**OPDRACHT 1**
Wat is volgens artikel 1:72 van de wetstekst over kinderopvang het maximumbedrag van de bestuurlijke boete die het college kan opleggen?
**OPDRACHT 2**
Herhaal uit de wetstekst over kinderopvang letterlijk alles vanaf "2 In afwijking" tot en met "tot gevolg heeft.".
**OPDRACHT 3**
Schrijf het volgende deel van de wetstekst over kinderopvang, aansluitend op de laatste zin.

**TEKSTFRAGMENT**

☆ ☆ ☆ ☆ ☆ ☆ ☆

2 Bij of krachtens algemene maatregel van bestuur kunnen nadere regels worden gesteld omtrent de voorwaarden voor verantwoorde kinderopvang bij een kindercentrum. Deze regels kunnen betrekking hebben op:[…]
d. het aantal beroepskrachten in relatie tot het aantal kinderen per leeftijdscategorie;
[…]
4 Na inschrijving van een persoon als bedoeld in het derde lid, en na de koppeling, bedoeld in artikel 1.48d, derde lid, kan die persoon zijn werkzaamheden aanvangen.
[…]
Artikel 1:72
1. Het college kan degene die een verplichting als bedoeld bij of krachtens de artikelen 1.45, derde lid, 1.47, eerste lid, 1.48d, tweede en derde lid, en 1.49 tot en met 1.59, een afspraak als bedoeld in artikel 167 van de Wet op het primair onderwijs, een aanwijzing onderscheidenlijk een bevel als bedoeld in artikel 1.65 of een vordering tot medewerking als bedoeld in artikel 5:20 van de Algemene wet bestuursrecht niet nakomt dan wel handelt in strijd met een verbod krachtens artikel 1.66, een bestuurlijke boete opleggen van ten hoogste € 45 000.
2 In afwijking van het eerste lid kan de overtreding niet met een bestuurlijke boete worden afgedaan, indien de overtreding opzettelijk of roekeloos geschiedt en een direct gevaar voor de gezondheid of de veiligheid van personen tot gevolg heeft.

☆ ☆ ☆ ☆ ☆ ☆ ☆

**LIJSTFRAGMENTEN**
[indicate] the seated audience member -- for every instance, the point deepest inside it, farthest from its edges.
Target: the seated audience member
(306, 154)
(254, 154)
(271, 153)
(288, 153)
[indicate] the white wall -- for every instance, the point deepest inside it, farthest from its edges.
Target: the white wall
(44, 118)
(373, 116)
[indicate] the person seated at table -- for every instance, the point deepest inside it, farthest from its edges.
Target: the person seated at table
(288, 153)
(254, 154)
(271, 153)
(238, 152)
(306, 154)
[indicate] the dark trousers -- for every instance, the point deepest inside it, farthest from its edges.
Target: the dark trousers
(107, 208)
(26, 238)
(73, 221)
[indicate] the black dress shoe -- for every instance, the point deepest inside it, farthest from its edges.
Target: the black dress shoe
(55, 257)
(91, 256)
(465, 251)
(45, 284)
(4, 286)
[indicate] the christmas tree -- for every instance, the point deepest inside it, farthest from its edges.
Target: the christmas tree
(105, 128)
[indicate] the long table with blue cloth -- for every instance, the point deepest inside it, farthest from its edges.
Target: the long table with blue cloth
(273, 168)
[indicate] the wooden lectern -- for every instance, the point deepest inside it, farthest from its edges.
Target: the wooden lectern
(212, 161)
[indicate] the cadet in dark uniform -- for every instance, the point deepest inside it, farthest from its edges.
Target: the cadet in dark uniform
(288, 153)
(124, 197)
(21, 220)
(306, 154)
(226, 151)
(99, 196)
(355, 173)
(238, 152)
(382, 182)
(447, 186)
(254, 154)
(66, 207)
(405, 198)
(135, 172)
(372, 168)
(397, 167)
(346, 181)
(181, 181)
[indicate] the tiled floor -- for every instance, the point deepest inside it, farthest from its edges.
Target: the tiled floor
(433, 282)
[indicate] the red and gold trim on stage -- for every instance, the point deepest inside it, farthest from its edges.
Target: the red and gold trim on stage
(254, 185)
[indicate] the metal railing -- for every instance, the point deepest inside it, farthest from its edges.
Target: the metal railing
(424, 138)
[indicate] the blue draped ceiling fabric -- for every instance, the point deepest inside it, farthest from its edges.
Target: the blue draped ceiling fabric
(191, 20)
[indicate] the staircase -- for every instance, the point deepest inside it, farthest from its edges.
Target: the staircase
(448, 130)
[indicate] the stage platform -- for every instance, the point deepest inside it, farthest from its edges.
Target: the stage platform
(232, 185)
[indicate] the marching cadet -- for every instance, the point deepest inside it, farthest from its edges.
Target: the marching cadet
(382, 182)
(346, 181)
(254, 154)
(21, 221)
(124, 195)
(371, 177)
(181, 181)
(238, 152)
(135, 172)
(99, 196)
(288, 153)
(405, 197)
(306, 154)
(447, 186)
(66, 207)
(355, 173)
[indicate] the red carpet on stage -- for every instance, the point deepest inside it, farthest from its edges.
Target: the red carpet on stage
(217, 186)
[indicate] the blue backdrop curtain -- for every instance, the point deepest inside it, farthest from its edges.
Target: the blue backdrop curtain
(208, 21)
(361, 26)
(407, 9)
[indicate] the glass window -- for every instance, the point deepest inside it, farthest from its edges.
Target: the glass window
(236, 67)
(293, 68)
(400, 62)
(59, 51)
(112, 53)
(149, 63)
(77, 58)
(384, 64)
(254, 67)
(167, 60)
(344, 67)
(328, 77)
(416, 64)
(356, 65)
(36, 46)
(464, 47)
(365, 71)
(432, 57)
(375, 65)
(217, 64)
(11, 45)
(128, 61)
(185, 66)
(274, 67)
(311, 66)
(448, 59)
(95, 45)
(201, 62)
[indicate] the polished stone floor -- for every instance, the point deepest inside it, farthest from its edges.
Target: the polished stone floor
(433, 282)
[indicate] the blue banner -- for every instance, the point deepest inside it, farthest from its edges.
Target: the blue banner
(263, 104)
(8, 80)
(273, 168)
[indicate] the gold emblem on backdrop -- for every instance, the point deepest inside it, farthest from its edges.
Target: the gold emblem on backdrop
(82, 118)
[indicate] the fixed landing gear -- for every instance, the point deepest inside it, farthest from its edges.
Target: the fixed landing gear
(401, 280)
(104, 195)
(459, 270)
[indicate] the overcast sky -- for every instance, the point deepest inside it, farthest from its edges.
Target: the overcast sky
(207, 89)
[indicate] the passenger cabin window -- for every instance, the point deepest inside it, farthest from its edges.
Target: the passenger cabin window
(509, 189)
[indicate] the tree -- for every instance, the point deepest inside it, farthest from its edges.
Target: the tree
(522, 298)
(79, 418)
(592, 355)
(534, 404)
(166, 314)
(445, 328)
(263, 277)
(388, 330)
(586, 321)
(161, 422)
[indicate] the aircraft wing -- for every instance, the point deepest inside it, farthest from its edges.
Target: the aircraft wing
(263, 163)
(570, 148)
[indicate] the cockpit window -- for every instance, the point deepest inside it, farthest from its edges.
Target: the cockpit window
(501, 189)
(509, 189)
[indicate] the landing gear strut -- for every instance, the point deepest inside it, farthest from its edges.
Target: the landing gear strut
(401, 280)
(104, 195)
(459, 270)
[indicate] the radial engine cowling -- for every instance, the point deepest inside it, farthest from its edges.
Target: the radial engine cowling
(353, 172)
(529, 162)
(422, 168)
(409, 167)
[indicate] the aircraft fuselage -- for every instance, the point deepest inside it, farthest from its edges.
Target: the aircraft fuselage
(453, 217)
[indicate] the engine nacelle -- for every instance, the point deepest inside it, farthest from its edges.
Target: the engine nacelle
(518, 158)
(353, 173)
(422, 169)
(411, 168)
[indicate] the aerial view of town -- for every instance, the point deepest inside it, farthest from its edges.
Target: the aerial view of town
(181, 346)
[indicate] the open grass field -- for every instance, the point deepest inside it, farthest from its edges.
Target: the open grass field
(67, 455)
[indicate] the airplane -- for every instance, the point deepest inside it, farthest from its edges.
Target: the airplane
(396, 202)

☆ ☆ ☆ ☆ ☆ ☆ ☆

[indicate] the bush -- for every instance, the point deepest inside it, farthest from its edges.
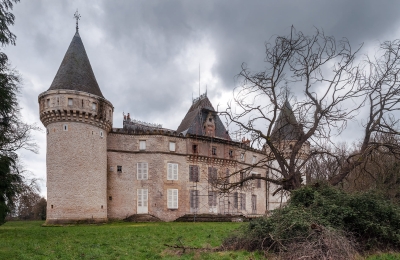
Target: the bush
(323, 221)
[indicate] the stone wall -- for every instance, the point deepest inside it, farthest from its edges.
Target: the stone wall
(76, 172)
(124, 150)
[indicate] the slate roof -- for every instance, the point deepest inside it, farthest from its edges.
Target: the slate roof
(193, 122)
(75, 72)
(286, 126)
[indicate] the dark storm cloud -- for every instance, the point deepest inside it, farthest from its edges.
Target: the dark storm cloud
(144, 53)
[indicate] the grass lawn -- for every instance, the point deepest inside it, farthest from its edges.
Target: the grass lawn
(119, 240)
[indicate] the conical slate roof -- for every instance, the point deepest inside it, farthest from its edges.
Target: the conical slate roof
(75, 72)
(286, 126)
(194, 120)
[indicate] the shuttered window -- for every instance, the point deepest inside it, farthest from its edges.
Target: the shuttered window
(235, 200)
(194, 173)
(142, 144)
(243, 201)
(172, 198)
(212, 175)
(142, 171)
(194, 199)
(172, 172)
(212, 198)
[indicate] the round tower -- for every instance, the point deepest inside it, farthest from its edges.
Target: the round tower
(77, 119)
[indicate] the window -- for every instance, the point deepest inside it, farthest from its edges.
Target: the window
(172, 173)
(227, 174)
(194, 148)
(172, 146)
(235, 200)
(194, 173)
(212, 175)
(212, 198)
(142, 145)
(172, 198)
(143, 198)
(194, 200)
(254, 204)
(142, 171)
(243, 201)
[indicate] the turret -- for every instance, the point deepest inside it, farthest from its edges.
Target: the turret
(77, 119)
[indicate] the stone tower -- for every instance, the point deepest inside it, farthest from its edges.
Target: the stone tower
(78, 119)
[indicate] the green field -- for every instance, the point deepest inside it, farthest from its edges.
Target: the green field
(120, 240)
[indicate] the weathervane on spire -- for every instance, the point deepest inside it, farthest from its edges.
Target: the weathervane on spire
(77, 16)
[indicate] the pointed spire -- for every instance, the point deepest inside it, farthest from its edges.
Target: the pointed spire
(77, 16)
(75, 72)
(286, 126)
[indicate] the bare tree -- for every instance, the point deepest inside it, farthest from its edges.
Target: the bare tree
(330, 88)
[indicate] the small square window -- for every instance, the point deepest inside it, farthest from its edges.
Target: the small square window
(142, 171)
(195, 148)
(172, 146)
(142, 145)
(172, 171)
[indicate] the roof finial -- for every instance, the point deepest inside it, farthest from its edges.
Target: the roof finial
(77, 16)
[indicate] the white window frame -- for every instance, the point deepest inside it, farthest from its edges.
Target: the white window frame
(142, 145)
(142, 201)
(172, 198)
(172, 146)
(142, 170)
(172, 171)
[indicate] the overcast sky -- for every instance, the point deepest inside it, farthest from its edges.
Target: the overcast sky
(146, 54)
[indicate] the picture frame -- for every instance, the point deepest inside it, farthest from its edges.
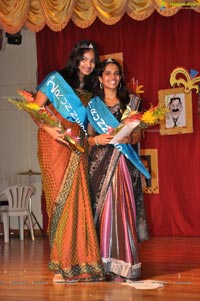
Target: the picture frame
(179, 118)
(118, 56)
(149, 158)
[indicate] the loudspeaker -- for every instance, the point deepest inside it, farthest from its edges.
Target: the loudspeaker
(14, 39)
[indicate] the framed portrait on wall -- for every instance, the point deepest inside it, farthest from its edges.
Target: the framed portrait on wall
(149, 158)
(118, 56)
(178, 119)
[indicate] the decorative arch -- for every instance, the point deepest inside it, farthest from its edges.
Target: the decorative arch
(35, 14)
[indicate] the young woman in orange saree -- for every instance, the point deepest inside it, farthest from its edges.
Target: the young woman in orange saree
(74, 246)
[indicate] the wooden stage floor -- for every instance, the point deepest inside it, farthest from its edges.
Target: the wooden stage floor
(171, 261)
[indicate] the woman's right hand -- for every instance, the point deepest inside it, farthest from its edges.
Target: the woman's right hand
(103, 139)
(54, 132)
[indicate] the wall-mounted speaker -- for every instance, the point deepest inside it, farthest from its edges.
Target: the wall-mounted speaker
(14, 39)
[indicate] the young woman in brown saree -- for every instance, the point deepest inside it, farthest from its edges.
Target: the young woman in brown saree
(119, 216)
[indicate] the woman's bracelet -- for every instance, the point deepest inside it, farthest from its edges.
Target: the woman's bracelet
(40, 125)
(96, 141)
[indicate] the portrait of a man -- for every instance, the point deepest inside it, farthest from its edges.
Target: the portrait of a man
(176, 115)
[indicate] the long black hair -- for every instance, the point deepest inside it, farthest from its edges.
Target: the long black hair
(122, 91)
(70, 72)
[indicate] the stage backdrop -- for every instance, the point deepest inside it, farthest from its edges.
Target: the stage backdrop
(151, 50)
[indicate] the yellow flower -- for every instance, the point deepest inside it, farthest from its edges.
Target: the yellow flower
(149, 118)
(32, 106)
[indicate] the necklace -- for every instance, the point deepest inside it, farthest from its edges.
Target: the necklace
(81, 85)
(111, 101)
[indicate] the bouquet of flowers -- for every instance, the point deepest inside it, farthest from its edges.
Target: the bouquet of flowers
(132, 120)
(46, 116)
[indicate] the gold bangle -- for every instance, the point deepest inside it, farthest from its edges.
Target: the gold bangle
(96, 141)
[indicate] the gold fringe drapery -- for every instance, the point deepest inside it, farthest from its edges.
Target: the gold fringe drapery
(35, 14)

☆ ☆ ☆ ☆ ☆ ☆ ☆

**SCHRIFTELIJK ANTWOORD 1**
Ten hoogste € 45 000.

**SCHRIFTELIJK ANTWOORD 2**
2 In afwijking van het eerste lid kan de overtreding niet met een bestuurlijke boete worden afgedaan, indien de overtreding opzettelijk of roekeloos geschiedt en een direct gevaar voor de gezondheid of de veiligheid van personen tot gevolg heeft.

**SCHRIFTELIJK ANTWOORD 3**
Besluit kwaliteit kinderopvang
Artikel 3. Pedagogisch beleid
[…]
3. Indien van toepassing bevat het pedagogisch beleidsplan, in aanvulling op het tweede lid, tevens een concrete beschrijving van:
a.de tijden waarop, met inachtneming van artikel 7, vierde lid, kan worden afgeweken van artikel 7, tweede lid, alsmede de tijden waarop in ieder geval niet daarvan wordt afgeweken en derhalve wordt voldaan aan artikel 7, tweede lid;
[…]
Artikel 7. Aantal beroepskrachten
1. Het minimaal aantal in te zetten beroepskrachten op een stamgroep wordt afgestemd op het aantal aanwezige kinderen in de stamgroep, waarbij naarmate de kinderen ouder zijn, minder beroepskrachten hoeven te worden ingezet.
2. De verhouding tussen het minimaal aantal in te zetten beroepskrachten en het aantal aanwezige kinderen in een stamgroep wordt bepaald op grond van tabel 1 in bijlage 1, onderdeel a, bij dit besluit en de daarbij behorende rekenregels. Onze Minister stelt een online rekentool ter beschikking met behulp waarvan de in de eerste zin bedoelde verhouding kan worden berekend.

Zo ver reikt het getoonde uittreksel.